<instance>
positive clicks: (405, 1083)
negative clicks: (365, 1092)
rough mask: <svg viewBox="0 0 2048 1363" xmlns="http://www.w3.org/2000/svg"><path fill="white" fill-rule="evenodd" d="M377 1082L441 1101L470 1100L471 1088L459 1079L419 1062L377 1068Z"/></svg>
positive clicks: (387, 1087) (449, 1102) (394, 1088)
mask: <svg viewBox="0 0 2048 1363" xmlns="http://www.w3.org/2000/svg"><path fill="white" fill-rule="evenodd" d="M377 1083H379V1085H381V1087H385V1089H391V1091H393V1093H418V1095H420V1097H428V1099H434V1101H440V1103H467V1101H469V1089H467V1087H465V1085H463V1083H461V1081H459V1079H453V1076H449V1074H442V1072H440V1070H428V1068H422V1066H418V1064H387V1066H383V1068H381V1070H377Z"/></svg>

YOUR INSTRUCTIONS:
Reproduce the material with "negative clicks" replaced by "background clicks" and every other part left unchanged.

RESPONSE TO THE TASK:
<instance>
positive clicks: (405, 1083)
background clicks: (365, 1092)
rough mask: <svg viewBox="0 0 2048 1363" xmlns="http://www.w3.org/2000/svg"><path fill="white" fill-rule="evenodd" d="M377 1082L441 1101L470 1100L471 1088L459 1079L419 1062L377 1068Z"/></svg>
positive clicks: (387, 1087) (449, 1102) (394, 1088)
mask: <svg viewBox="0 0 2048 1363" xmlns="http://www.w3.org/2000/svg"><path fill="white" fill-rule="evenodd" d="M377 1083H379V1085H381V1087H385V1089H391V1091H393V1093H418V1095H420V1097H428V1099H434V1101H440V1103H467V1101H469V1089H467V1087H465V1085H463V1083H461V1081H459V1079H453V1076H449V1074H442V1072H440V1070H428V1068H422V1066H418V1064H387V1066H383V1068H381V1070H377Z"/></svg>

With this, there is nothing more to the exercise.